**Activity:** Reproduce each line below without any alteration.

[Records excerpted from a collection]
::::::::
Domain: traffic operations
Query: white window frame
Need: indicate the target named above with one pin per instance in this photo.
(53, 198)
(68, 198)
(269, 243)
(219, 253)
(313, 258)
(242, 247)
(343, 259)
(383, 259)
::::::::
**Output for this exercise:**
Domain: traffic operations
Query: white window frame
Need: indicate the target named above with one pin per instance in this photo.
(53, 198)
(68, 198)
(269, 243)
(219, 253)
(313, 258)
(242, 247)
(343, 259)
(383, 259)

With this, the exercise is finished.